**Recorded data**

--

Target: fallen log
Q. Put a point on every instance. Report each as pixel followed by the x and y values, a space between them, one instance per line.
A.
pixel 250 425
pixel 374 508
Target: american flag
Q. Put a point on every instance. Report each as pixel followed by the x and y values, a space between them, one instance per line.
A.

--

**DIRECTIONS FOR THIS TASK**
Update the lines from the one containing "Target: american flag" through the end of the recorded data, replacing "instance" with "object" and leaving everything else unchanged.

**EXERCISE SOLUTION**
Target: american flag
Q. Put a point on every object. Report each as pixel followed by the x and y values, a space between them, one object per line.
A.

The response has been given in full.